EXERCISES:
**a.** In the Minho text, what changed the region's landscape dramatically about 300 years ago?
**b.** Render this sentence from the Minho text in Spanish: "It is one of the wettest places in Europe; rain is likely at any time."
**c.** Carry the account of walking in the Minho forward from its final sentence.

TEXT EXTRACT:
════════

The Minho lies in the north-west corner of Portugal adjoining the Spanish province of Galicia.  It is one of the wettest places in Europe; rain is likely at any time.  A green land of forests and cultivated valleys, the landscape changed dramatically about 300 years ago with the introduction of corn from the Americas.  For the first time, here was a cereal that would not mould in the wet winters.   The valleys were able to support a much larger population and any arable land was terraced with fields too small for a tractor to work.  Connecting the fields are delightful granite tracks, grape vines overhead, rutted by centuries of cattle drawn carts.  Unfortunately the traditional hill farms, tracks and way of life are going the same way as the Iberian Wolf.

Map of the Minho

Tui, from Portugal

We had already walked some of the Minho as part of the Camino Portuguese.  After a night in Tui, Spain, we crossed back to Portugal and walked 25 kilometres from Valanca to Moncao along a disused railway line that's been made into a footpath.  The old stations are still intact.

════════

LISTED ENTRIES:
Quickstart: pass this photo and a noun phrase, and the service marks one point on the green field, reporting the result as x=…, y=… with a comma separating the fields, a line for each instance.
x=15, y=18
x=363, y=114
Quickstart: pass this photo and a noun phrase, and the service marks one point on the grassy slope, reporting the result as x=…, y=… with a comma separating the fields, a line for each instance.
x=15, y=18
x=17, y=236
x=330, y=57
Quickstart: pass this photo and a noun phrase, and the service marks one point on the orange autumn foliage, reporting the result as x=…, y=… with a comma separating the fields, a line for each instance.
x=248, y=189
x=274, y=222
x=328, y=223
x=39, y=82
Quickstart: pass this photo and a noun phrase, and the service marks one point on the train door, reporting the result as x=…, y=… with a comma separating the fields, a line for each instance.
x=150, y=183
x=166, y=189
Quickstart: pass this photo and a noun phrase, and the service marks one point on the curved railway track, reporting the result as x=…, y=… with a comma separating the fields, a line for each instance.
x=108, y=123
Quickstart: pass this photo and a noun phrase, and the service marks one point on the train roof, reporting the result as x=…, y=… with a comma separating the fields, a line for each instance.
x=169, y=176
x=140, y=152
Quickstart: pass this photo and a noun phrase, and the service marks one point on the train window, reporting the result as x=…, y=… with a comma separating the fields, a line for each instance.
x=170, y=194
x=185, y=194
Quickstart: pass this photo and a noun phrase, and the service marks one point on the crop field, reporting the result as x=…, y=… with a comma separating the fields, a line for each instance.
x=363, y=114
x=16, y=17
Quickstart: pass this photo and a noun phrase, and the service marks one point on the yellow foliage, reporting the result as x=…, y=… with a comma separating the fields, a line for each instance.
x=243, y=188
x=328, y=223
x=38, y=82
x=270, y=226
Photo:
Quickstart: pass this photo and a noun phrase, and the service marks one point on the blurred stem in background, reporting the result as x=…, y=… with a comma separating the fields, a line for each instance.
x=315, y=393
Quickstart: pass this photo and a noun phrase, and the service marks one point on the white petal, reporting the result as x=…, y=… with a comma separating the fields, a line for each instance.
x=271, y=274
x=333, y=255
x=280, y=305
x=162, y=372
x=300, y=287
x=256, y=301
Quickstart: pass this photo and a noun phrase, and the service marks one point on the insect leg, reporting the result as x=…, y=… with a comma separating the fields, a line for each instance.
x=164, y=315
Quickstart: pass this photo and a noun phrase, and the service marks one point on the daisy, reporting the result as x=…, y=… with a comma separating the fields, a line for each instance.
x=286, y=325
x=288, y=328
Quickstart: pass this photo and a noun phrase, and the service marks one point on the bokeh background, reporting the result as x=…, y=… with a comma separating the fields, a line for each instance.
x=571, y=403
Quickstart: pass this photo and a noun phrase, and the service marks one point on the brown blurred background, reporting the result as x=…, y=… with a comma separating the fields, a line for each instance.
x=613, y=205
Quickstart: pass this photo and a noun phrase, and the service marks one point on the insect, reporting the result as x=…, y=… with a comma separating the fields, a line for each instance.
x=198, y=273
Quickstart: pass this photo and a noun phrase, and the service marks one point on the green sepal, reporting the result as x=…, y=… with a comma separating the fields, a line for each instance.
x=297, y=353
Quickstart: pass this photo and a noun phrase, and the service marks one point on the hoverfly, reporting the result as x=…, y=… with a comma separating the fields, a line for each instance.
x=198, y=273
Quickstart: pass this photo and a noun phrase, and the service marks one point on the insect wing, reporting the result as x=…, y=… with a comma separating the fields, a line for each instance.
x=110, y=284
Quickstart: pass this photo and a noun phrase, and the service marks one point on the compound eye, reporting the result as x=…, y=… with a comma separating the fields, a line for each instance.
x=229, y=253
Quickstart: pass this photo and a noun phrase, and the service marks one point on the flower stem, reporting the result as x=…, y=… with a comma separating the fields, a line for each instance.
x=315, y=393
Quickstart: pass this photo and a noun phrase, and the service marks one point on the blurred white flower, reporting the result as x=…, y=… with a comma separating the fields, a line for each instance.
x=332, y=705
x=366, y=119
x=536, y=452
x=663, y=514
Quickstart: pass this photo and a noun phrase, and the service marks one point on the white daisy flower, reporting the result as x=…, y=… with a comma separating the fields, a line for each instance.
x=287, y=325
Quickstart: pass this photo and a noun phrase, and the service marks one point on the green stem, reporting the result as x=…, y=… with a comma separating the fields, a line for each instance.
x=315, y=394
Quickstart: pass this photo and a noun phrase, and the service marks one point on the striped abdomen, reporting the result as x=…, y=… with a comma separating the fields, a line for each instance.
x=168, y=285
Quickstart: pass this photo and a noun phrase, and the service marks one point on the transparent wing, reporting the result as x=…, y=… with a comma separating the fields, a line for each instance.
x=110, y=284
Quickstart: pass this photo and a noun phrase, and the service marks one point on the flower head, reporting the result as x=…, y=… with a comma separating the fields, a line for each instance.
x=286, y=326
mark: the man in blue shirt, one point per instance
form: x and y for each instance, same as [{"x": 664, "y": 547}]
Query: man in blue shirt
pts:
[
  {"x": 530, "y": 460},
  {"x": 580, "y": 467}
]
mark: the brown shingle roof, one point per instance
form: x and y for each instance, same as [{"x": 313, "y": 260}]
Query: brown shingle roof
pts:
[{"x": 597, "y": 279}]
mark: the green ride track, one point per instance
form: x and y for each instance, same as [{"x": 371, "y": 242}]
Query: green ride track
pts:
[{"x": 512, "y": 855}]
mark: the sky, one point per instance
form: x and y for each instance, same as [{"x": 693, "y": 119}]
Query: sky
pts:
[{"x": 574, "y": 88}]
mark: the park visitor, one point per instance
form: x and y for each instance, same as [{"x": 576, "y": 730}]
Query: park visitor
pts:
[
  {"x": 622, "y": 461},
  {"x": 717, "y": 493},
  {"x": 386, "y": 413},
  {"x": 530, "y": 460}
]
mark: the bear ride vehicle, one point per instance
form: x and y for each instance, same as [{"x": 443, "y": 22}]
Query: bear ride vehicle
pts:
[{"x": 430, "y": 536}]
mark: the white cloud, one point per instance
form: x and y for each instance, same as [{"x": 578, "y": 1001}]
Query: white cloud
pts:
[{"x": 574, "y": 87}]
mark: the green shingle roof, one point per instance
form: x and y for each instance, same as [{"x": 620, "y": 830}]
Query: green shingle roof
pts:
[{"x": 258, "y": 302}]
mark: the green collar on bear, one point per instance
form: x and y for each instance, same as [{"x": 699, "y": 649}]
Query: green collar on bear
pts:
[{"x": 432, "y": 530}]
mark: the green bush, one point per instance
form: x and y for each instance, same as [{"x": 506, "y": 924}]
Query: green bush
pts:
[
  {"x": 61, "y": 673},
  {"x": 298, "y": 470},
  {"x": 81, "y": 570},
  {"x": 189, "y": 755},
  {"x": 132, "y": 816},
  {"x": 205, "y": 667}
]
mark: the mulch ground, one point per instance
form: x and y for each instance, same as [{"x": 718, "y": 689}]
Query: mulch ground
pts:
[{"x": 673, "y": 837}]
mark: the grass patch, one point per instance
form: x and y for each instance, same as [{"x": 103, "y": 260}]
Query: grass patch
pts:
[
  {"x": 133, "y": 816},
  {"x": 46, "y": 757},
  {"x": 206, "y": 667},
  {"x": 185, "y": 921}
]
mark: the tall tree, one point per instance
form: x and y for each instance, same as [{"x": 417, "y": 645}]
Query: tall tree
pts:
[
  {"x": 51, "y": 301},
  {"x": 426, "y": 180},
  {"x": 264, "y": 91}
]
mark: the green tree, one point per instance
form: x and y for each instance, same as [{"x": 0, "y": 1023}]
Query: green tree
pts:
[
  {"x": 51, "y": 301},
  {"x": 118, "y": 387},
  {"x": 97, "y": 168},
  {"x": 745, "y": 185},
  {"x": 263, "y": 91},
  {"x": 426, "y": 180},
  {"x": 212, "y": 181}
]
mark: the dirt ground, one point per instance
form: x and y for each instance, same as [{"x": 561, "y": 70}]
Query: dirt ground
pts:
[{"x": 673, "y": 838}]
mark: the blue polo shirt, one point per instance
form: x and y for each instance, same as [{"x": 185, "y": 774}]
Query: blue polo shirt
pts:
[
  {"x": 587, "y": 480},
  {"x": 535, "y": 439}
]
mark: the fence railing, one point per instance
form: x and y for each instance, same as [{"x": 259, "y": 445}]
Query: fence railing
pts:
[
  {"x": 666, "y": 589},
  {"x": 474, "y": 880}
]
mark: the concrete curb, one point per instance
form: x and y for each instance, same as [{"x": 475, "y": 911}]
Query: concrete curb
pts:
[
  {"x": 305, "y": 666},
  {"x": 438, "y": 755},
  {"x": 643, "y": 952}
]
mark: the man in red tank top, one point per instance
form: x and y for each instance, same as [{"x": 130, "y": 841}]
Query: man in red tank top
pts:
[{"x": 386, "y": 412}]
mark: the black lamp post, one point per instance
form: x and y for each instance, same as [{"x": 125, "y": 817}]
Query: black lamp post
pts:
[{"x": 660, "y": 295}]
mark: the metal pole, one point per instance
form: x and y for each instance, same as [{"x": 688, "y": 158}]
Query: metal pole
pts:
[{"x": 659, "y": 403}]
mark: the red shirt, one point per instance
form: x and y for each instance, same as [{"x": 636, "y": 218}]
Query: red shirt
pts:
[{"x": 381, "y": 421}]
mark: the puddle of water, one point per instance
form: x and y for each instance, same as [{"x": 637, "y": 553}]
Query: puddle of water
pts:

════════

FINAL ANSWERS:
**a.** The introduction of corn from the Americas.

**b.** Es uno de los lugares más lluviosos de Europa; la lluvia es probable en cualquier momento.

**c.**
The disused railway line from Valenca to Moncao, about 20 kilometers.
The train stopped in 1990 and the path opened in November, 2004 - breakfast at the old railway station

Village along the railway - the tower guards the river border with Spain

The train went through this cutting

End of the line at Moncao station, abandoned

Bussed to Ponte de Barca, avoiding 45 kilometres of main road where we stayed at Pensao Gomez, a fantastic old house with a friendly lady owner.  After ordering the speciality of the region, Sarrabulho, for dinner, the waiter advised it wasn't for foreign tastes - too much offal and blood we suspect. Went for the steak instead.

Medieval bridge at Ponte de Barca

Roman bridge, Ponte de Barca

Then we did a short walk, 16 ks, to a 12th Century church at Bravaes and relocated to Arcos de Valdevez.  Got lost.

Sarcophagus, Bravaes

Unusual church at Arcos de Valdevez

Pelourinho (boundary marker) at Arcos de Valdevez

Medieval bridge at Arcos de Valdevez

Church at Arcos

After a taxi to Mezio, in the Peneda-Geres National Park, we walked between stone constructions from the prehistoric to the "modern" (only centuries old).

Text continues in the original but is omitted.